#### Task goal
Copy out the records in full, word for word, without pictures.
━━━━━ Supplied material
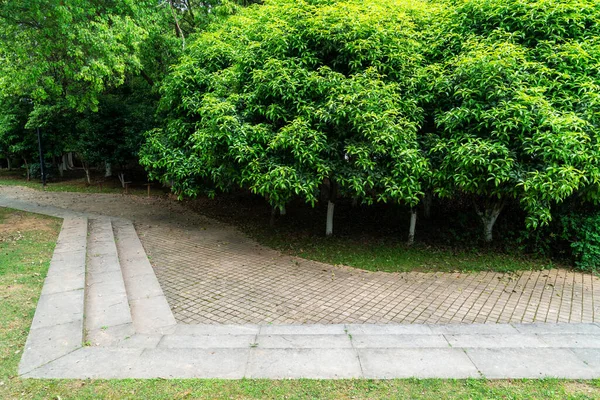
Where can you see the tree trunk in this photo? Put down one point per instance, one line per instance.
(413, 226)
(332, 197)
(329, 227)
(86, 168)
(488, 217)
(27, 169)
(107, 169)
(121, 176)
(427, 200)
(70, 164)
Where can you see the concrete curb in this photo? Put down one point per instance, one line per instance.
(162, 349)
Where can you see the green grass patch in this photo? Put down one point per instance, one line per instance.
(397, 257)
(26, 245)
(78, 185)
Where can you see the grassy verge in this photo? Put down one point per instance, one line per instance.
(77, 185)
(26, 244)
(372, 238)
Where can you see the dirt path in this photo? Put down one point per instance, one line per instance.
(212, 273)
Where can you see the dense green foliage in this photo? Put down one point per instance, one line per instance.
(516, 101)
(290, 94)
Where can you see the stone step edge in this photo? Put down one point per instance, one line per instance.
(150, 310)
(108, 317)
(57, 328)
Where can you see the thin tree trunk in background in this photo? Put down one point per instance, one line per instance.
(27, 169)
(488, 217)
(87, 172)
(332, 197)
(427, 200)
(330, 210)
(70, 164)
(121, 176)
(413, 226)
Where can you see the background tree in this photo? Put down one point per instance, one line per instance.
(514, 98)
(290, 95)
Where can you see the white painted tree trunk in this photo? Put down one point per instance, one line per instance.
(27, 169)
(87, 173)
(413, 226)
(121, 176)
(107, 169)
(488, 217)
(329, 227)
(70, 164)
(427, 200)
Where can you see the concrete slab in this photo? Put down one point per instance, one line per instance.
(93, 278)
(474, 329)
(68, 260)
(49, 343)
(304, 341)
(140, 341)
(399, 341)
(220, 330)
(559, 328)
(571, 340)
(146, 285)
(303, 330)
(152, 315)
(91, 363)
(416, 363)
(390, 329)
(66, 282)
(303, 363)
(58, 308)
(107, 311)
(591, 357)
(191, 363)
(110, 335)
(207, 342)
(530, 363)
(495, 341)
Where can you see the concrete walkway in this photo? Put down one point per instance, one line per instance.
(103, 314)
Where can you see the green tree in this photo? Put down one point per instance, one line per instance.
(513, 90)
(288, 96)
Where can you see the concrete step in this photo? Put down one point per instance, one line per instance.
(149, 307)
(57, 327)
(108, 316)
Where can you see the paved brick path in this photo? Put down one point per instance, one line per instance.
(213, 274)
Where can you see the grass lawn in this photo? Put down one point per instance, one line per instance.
(368, 238)
(26, 245)
(75, 184)
(373, 238)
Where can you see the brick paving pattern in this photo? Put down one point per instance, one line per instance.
(212, 274)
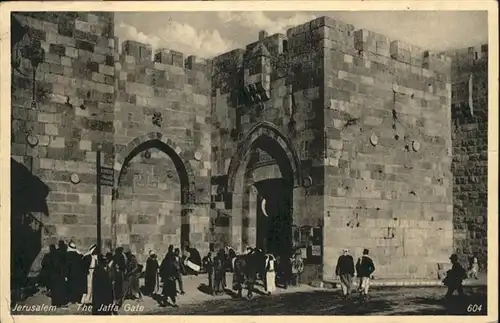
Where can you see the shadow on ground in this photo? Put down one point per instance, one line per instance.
(323, 302)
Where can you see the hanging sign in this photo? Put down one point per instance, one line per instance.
(107, 176)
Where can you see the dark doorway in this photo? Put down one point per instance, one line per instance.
(274, 231)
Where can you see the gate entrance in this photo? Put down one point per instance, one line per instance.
(274, 216)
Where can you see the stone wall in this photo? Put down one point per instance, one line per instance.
(388, 184)
(357, 124)
(129, 104)
(470, 152)
(273, 86)
(74, 113)
(163, 104)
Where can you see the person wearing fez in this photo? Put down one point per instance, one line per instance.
(151, 275)
(89, 264)
(345, 270)
(454, 278)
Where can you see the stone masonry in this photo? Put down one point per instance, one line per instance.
(359, 126)
(470, 147)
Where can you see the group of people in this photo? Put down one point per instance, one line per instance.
(271, 270)
(365, 267)
(102, 281)
(346, 270)
(105, 281)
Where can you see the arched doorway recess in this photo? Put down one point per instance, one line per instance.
(152, 196)
(246, 194)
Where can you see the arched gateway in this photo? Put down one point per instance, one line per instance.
(153, 193)
(254, 223)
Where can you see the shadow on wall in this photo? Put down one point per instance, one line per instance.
(28, 197)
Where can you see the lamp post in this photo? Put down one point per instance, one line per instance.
(98, 196)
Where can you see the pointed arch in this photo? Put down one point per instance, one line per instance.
(265, 132)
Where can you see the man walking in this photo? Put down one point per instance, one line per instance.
(454, 278)
(365, 268)
(345, 270)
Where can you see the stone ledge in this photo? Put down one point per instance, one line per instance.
(398, 283)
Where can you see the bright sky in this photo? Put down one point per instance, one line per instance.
(208, 34)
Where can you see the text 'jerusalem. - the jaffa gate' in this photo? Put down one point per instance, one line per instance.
(327, 137)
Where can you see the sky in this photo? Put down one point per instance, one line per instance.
(208, 34)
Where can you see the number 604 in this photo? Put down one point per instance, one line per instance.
(474, 308)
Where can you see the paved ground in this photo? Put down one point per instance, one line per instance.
(303, 300)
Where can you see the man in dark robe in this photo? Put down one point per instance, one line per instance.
(219, 272)
(208, 264)
(151, 274)
(132, 276)
(76, 274)
(365, 267)
(193, 261)
(454, 278)
(168, 273)
(179, 265)
(48, 269)
(345, 270)
(59, 280)
(89, 263)
(102, 281)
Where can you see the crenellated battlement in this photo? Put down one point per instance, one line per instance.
(137, 53)
(326, 33)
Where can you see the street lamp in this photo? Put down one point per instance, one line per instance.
(99, 148)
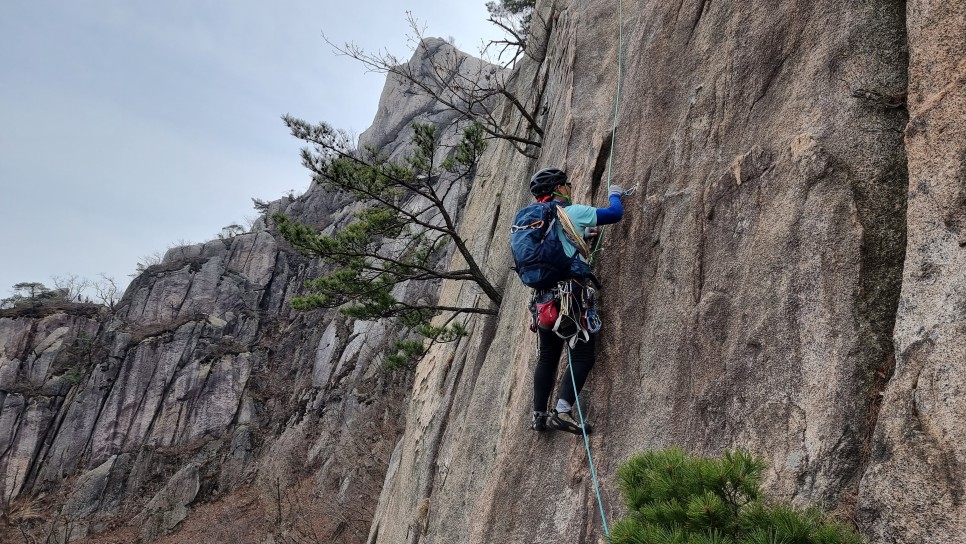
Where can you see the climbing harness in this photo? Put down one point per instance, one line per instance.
(569, 310)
━━━━━━━━━━
#### Exercise answer
Where can you see the tree trunk in this photo? Put down one point per instance, one line per instance.
(413, 226)
(332, 197)
(329, 227)
(86, 168)
(488, 217)
(27, 169)
(107, 169)
(121, 176)
(427, 200)
(70, 164)
Where can you see the concrete curb in this photo? Put down one point per instance, one line per instance.
(162, 349)
Where can you see the green grass patch in this photo? Put down one point per instance, one line per instance.
(397, 257)
(26, 245)
(78, 185)
Where can you see the grassy verge in this photo? Put down one point per instance, one line per instance.
(77, 185)
(26, 244)
(372, 238)
Where can you see the dirt path in this photo? Put down one point per instance, one line per instance.
(212, 273)
Where can you see the dense green foliage in this photo? Put down one point per instance, one line per instance.
(516, 101)
(290, 94)
Where can you see the stone step edge in this photo? Put down one point per instance, one line per instance.
(150, 310)
(108, 317)
(57, 328)
Where can you see the thin tree trunk in background in this photo? Put down one point per instance, one line per instance.
(27, 169)
(488, 217)
(87, 172)
(332, 197)
(427, 200)
(330, 210)
(70, 164)
(121, 176)
(413, 226)
Where can you see the background tree in this photo? Put down one point per instance, one line per instance.
(514, 98)
(290, 95)
Where can you see the white painted tree trunk in this photo? Put down one point per instance, one line per instance.
(27, 169)
(87, 173)
(413, 226)
(121, 176)
(107, 169)
(488, 217)
(329, 227)
(70, 164)
(427, 200)
Where can you see the concrete slab in this photo? Put down one point per instance, one line per instance.
(93, 278)
(474, 329)
(68, 260)
(49, 343)
(304, 341)
(140, 341)
(399, 341)
(220, 330)
(559, 328)
(571, 340)
(146, 285)
(303, 330)
(152, 315)
(91, 363)
(416, 363)
(390, 329)
(66, 282)
(303, 363)
(58, 308)
(107, 311)
(591, 357)
(191, 363)
(110, 335)
(207, 342)
(530, 363)
(495, 341)
Where can you see the concrete walkway in this photo? Put down one point per instance, one line per instance.
(103, 314)
Where can you see the green tree in this photo? Put down one point per instance, one line per instance.
(513, 90)
(288, 96)
Where can you see the concrete step in this photo? Put down one point per instance, one line per instance.
(149, 307)
(57, 327)
(108, 316)
Where can you see the paved brick path in this photo? Put down one point per instance, one line per instance.
(213, 274)
Where can you see the grass lawn in this photo? Put down one point per instance, one line per instance.
(368, 238)
(26, 245)
(75, 184)
(373, 238)
Where can you see the brick paving pattern in this photo? Put down one point per instance, one line per instance.
(212, 274)
Where can you see the shadow on ground in this photo? Put down one point per instance, one line per instance.
(323, 302)
Where can you see the hanging sign in this photo? Put down one point per instance, one line per instance.
(107, 176)
Where can you see the dark doorway in this photo? Put down one point per instance, one line per instance.
(274, 231)
Where can you see the gate entrance in this photo? Put down one point per instance, one line per instance.
(274, 216)
Where can you see the stone wall in this photo? Put down one point per instance, one line per instance.
(388, 184)
(357, 124)
(129, 104)
(470, 152)
(273, 86)
(74, 113)
(163, 104)
Where can you see the person wearing fez in this photo? Put down one point per instance, one line per instance.
(151, 275)
(89, 264)
(345, 270)
(454, 278)
Where can you see the stone masonry in this photo? Put down one point per instance, one line per instance.
(359, 126)
(470, 147)
Where can you see the group of people in this photo? Put down one point per instance, one line per instance.
(271, 270)
(365, 267)
(102, 281)
(346, 270)
(105, 281)
Where can you see the arched doorway recess in this photo? Put down one point per instance, one line per instance.
(152, 196)
(246, 194)
Where can you see the arched gateway in this photo? Put down one point per instance, one line per instance.
(153, 193)
(254, 223)
Where can you see the shadow on wall in this photo? Put down one point per instance, one line per instance.
(28, 197)
Where can you see the lamp post in this photo? Put down one point per instance, one line per instance.
(98, 196)
Where can you see the pointed arch in this photo? Put down one point per instance, one line per instance.
(265, 132)
Where can you see the man walking in this photo? Put down one point per instance, one line per instance.
(454, 278)
(365, 268)
(345, 270)
Where can you see the stone ledge in this photo? Put down one point per instance, one line per instance.
(398, 283)
Where can you see the bright sky in this photo? Put down one point per instance, one line per instance.
(208, 34)
Where can you see the text 'jerusalem. - the jaffa gate' in this photo? Put down one point per instance, one line per instance.
(327, 137)
Where can you see the sky in this photo? Put down one point per instance, one line per instance.
(208, 34)
Where can you see the number 604 in this photo? Put down one point per instance, one line per instance.
(474, 308)
Where can you see the paved ground in this photo? Put down one point per instance, one line per instance.
(303, 300)
Where can you see the man in dark robe in this photo? Put down one point per instance, one line per instance.
(219, 272)
(208, 264)
(151, 274)
(132, 276)
(76, 274)
(365, 267)
(193, 261)
(454, 278)
(168, 273)
(179, 265)
(48, 269)
(345, 270)
(59, 280)
(89, 263)
(102, 281)
Where can you see the crenellated battlement in this photo? Put down one point per instance, one line per instance.
(137, 53)
(326, 33)
Where can you see the street lamp in this photo? Put down one point per instance, one line per instance.
(99, 148)
Where can you see the climbing harness in this photo? Put down one point per instance, one line per instance.
(569, 310)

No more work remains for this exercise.